* _Requirements_
Please count the lines in the data below that contain the string "street". Reply with the number alone.
BEGIN Data shown
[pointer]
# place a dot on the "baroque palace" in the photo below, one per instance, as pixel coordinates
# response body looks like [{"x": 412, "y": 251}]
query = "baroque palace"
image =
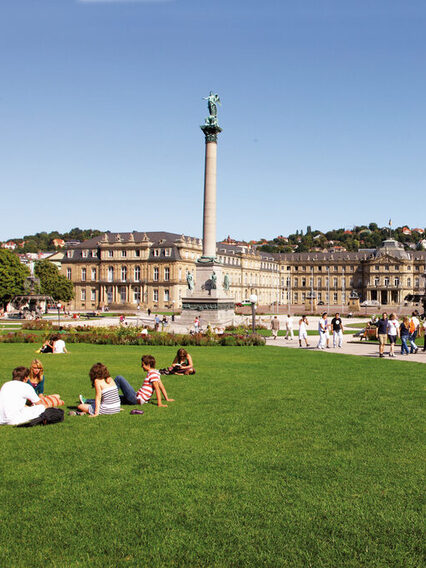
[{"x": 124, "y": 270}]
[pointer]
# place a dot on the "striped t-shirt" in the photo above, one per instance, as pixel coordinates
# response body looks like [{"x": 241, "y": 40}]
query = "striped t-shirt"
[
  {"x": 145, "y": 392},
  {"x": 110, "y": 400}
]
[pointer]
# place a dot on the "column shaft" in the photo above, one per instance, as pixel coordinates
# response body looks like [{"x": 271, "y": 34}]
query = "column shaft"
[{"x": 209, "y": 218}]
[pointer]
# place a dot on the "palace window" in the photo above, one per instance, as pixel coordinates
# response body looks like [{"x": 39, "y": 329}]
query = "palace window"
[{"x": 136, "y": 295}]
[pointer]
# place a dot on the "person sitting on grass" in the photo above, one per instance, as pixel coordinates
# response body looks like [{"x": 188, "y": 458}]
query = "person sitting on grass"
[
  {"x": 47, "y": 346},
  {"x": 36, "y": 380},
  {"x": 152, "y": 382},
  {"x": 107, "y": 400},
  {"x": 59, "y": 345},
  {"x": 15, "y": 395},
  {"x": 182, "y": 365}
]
END Data shown
BEGIN Data shown
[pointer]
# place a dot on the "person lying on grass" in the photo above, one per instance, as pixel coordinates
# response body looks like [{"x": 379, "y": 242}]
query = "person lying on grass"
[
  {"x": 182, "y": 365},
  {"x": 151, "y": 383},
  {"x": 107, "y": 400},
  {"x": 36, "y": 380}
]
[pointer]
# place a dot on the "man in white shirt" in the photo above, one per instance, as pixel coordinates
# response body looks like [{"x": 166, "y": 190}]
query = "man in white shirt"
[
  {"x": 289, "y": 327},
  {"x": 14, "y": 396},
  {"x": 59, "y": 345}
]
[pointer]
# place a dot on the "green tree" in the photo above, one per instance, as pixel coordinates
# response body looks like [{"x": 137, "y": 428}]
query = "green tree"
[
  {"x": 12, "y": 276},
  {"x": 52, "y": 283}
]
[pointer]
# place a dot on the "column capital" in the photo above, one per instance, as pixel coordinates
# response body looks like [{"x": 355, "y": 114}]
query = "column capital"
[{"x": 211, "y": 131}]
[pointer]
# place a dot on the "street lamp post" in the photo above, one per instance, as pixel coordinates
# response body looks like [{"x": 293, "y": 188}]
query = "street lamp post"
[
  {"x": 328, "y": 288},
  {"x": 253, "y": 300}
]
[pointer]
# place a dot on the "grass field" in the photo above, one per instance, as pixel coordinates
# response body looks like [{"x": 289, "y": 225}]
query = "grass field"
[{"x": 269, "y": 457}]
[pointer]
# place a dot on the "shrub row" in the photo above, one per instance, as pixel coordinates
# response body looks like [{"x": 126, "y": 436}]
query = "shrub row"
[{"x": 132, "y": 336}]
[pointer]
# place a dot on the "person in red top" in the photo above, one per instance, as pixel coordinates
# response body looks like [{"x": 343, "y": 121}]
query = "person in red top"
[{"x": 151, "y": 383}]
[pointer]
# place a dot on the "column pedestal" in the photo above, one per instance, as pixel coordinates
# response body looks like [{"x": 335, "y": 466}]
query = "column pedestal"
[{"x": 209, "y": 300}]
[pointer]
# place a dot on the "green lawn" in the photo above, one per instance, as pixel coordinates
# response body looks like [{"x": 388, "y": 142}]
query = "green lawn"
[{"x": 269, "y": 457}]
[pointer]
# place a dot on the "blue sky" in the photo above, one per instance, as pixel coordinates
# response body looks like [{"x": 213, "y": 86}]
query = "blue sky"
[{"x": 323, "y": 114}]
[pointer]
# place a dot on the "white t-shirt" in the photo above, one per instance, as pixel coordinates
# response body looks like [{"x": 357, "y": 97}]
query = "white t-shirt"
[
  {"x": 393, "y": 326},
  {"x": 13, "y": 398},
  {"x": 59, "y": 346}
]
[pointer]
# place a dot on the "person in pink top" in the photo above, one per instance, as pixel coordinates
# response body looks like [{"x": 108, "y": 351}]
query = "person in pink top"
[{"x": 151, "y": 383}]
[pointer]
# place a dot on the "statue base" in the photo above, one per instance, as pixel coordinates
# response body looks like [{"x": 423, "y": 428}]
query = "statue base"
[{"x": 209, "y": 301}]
END Data shown
* _Complete output_
2